**Work to do**:
Without the images, print all the entries below exactly as given.

**Supplied records**:

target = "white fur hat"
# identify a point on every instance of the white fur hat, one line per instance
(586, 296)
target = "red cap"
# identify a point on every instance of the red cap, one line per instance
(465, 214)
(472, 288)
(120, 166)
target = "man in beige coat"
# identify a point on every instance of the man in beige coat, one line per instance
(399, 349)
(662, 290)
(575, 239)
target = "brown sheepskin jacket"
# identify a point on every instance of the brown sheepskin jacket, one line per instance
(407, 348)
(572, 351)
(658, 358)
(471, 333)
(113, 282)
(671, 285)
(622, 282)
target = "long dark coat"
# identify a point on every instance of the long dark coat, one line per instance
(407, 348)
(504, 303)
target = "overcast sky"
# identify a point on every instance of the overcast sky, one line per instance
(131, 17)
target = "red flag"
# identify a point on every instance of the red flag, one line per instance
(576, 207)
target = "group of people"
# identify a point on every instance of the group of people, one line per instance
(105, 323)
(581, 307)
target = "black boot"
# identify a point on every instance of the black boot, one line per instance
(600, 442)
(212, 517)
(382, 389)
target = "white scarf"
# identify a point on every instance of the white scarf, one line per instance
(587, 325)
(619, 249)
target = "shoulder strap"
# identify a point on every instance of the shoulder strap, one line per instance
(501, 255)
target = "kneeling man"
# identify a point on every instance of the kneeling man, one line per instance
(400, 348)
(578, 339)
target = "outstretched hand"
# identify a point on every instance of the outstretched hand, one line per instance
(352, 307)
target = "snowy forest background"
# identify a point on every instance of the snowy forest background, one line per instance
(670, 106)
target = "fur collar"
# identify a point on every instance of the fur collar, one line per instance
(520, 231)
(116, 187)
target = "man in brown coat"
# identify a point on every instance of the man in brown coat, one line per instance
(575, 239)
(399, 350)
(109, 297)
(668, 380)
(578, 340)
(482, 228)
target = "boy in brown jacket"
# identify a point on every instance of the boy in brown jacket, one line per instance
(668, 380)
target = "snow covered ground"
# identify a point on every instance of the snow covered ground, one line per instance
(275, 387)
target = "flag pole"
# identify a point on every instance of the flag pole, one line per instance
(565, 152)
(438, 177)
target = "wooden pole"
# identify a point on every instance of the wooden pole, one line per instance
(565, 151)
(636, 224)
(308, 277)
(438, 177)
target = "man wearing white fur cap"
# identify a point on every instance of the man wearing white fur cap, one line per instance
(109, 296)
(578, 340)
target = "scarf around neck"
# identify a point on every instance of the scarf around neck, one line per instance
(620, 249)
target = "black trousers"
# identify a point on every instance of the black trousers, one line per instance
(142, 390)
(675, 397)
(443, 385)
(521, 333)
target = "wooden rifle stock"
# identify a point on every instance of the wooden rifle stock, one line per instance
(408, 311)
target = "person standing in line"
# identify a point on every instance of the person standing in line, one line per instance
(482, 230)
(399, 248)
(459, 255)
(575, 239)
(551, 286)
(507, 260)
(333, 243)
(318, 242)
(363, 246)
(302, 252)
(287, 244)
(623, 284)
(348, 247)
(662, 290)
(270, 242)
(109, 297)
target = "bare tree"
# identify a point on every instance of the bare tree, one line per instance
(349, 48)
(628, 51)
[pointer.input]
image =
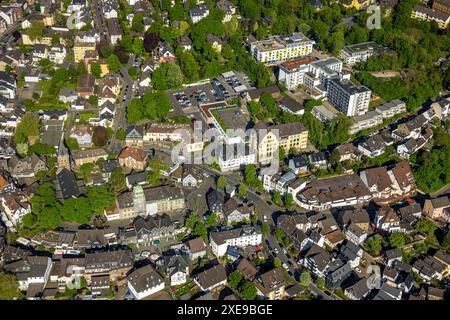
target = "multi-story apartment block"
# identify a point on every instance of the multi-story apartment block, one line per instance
(144, 202)
(348, 98)
(442, 6)
(322, 70)
(291, 73)
(235, 156)
(290, 136)
(427, 14)
(238, 237)
(360, 52)
(366, 121)
(391, 108)
(276, 49)
(80, 49)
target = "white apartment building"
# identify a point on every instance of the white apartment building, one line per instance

**Answer**:
target = "white fur hat"
# identify a point on every instance of the white fur hat, one line per instance
(586, 296)
target = "red cap"
# identify a point on every instance of the red cap, one line per instance
(465, 214)
(472, 288)
(120, 166)
target = "man in beige coat"
# identify a point on every instance of the man in beige coat, one line per instance
(399, 349)
(662, 290)
(575, 239)
target = "brown sheepskin jacket"
# identify a point on every instance of the brown sheepskin jacket, one line per instance
(407, 348)
(572, 351)
(658, 358)
(471, 333)
(113, 282)
(671, 285)
(622, 282)
target = "long dark coat"
# identify a point on every instance of the long dark coat, one line per instance
(407, 348)
(504, 303)
target = "overcast sky"
# identify a point on every instance of the overcast sky, one line per instance
(131, 17)
target = "red flag"
# identify a point on every instance of the red flag, one line per instance
(576, 207)
target = "group of people"
# identify a point on every instance of the group of people, one line per instance
(105, 323)
(581, 307)
target = "black boot"
# identify a point on every instance of the black boot, one line per instance
(600, 442)
(212, 517)
(382, 389)
target = "white scarf"
# identify a point on every instance of the white scarf, one line per instance
(587, 325)
(619, 249)
target = "shoulder strap"
# identify a point on every instance of the shoulder strap, one line per instance
(501, 255)
target = "kneeling man"
# identify a point on every instance of the kneeling man, one line per instance
(400, 348)
(578, 339)
target = "outstretched hand"
# identify a point on every instance of the outstretched hand, one line per instance
(352, 307)
target = "snowy forest background"
# identify a point on every instance of the snowy forest background, one line per instance
(670, 106)
target = "fur collar"
# identify a point on every instance of the fur collar, one line per instance
(520, 231)
(116, 187)
target = "man in brown coat"
# identify a point on every instance of the man in brown coat, one line per instance
(575, 239)
(399, 350)
(109, 297)
(668, 380)
(578, 340)
(482, 228)
target = "boy in brown jacket"
# identify a point on every instance of the boy in brown jacket, one line per instance
(668, 380)
target = "snow covered ground"
# identify a point on every instance of the snow covered ground, one line per instance
(275, 387)
target = "flag pole"
# identify a point on every instance of the flag pole, one line per instance
(565, 152)
(438, 177)
target = "wooden pole"
# identify a point on every instance of the wooden pole, one line per instance
(565, 151)
(636, 224)
(308, 277)
(438, 177)
target = "man wearing white fur cap"
# identify a point on every instance of the man wearing white fur cap, one line per instance
(109, 296)
(578, 340)
target = "scarf around neck"
# identify a point on every instance of the scarf around neck, one line per instance
(620, 249)
target = "black trousers"
# identify a point on every instance of the black trousers, one line per instance
(142, 390)
(675, 397)
(443, 385)
(521, 333)
target = "wooden rifle stock"
# identify a point on every instance of the wooden rifle stock, one line per instance
(408, 311)
target = "person standing in line"
# identify a point on every instance of the person standing in line, one line per instance
(482, 230)
(399, 248)
(459, 255)
(575, 239)
(551, 286)
(507, 260)
(333, 243)
(318, 242)
(363, 246)
(302, 252)
(287, 244)
(623, 284)
(348, 247)
(662, 290)
(270, 242)
(109, 297)
target = "bare tree"
# identify a point on every instance of the bare tree, one line per instance
(349, 48)
(628, 51)
[pointer.input]
image =
target = "multi-story apartment block"
# identify a point on every instance of the multi-story apartment block, one line per instance
(144, 202)
(348, 98)
(442, 6)
(322, 70)
(291, 73)
(235, 156)
(290, 136)
(427, 14)
(238, 237)
(360, 52)
(366, 121)
(391, 108)
(276, 49)
(80, 49)
target = "white apartment building"
# identify a point on every instance of the white apartment building, one line per instance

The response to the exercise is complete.